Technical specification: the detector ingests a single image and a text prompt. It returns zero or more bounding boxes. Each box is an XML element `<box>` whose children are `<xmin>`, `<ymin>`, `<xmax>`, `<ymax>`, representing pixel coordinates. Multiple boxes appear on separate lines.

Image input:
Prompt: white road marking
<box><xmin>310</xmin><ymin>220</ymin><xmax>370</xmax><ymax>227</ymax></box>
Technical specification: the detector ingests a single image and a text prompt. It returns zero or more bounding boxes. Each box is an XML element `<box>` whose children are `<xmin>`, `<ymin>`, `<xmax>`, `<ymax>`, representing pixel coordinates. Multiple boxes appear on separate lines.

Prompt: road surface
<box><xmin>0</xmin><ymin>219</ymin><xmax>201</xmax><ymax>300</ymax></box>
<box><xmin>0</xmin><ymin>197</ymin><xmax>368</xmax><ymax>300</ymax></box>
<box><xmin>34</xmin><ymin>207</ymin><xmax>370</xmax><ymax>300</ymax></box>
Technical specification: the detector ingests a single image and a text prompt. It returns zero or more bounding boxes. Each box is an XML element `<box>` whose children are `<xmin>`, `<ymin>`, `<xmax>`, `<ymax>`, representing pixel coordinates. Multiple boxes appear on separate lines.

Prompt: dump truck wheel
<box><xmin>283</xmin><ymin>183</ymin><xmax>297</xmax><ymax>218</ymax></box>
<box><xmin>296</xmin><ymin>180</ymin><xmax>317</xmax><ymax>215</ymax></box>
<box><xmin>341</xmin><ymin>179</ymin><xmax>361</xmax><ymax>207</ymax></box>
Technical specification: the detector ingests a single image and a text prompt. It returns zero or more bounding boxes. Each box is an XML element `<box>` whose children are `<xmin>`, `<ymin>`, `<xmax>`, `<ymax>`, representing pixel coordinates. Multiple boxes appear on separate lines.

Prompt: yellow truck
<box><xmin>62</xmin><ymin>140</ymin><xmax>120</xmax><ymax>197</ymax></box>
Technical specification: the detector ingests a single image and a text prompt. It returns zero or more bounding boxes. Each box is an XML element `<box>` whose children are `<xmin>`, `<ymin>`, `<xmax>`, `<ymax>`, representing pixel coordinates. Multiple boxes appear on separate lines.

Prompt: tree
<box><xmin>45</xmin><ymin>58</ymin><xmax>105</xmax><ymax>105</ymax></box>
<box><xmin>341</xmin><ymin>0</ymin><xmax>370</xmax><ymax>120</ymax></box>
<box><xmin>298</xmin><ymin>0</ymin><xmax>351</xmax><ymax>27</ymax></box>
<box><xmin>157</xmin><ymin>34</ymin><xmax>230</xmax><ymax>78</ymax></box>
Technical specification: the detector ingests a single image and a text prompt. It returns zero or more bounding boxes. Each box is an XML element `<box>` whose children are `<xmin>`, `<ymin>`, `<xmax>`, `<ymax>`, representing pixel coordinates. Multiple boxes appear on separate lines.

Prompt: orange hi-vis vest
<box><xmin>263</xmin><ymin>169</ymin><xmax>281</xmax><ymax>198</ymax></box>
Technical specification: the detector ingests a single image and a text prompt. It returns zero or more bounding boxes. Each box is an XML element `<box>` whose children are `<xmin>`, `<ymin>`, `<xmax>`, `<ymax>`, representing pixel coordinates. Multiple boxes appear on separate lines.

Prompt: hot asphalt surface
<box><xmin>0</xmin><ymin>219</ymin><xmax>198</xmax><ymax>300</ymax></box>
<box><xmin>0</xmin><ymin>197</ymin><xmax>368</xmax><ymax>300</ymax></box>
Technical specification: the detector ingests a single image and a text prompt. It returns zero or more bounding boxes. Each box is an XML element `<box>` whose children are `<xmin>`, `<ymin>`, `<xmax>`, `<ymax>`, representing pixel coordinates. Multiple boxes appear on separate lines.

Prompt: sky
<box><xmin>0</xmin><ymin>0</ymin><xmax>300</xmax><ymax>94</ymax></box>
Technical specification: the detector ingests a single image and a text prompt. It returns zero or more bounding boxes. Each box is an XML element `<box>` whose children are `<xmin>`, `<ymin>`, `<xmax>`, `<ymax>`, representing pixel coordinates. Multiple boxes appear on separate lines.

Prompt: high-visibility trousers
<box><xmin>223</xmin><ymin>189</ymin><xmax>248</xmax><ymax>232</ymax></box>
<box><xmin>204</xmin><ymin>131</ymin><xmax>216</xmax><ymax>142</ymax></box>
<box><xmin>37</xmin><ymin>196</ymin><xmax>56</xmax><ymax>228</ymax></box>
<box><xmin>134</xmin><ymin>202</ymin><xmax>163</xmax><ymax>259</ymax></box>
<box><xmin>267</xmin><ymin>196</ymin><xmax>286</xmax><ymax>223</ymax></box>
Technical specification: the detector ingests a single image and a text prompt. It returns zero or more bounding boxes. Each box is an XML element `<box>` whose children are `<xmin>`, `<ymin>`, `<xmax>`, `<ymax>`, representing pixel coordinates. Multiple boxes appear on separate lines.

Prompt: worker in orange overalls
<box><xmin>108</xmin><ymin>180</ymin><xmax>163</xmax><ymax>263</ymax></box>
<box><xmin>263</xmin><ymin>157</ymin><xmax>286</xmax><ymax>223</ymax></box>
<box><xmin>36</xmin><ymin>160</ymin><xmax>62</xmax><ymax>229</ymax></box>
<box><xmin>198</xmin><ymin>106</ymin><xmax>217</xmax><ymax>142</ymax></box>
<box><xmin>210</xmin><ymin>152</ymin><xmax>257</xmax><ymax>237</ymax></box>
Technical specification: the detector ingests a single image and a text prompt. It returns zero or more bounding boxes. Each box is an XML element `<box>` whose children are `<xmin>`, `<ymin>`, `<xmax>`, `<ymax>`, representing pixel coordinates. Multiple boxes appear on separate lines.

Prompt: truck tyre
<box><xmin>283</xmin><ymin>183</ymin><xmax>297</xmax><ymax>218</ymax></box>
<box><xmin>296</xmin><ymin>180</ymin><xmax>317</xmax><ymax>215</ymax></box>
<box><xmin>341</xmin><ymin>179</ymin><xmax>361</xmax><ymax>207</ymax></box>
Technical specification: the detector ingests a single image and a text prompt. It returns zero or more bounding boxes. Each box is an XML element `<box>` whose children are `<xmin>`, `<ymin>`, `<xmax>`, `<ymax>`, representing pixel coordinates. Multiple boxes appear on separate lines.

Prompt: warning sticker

┄┄┄┄┄┄

**Problem to solve**
Please collect every line of the records above that contains the word "orange", matching case exactly.

**Result of this task**
Prompt: orange hi-vis vest
Prompt: worker in orange overalls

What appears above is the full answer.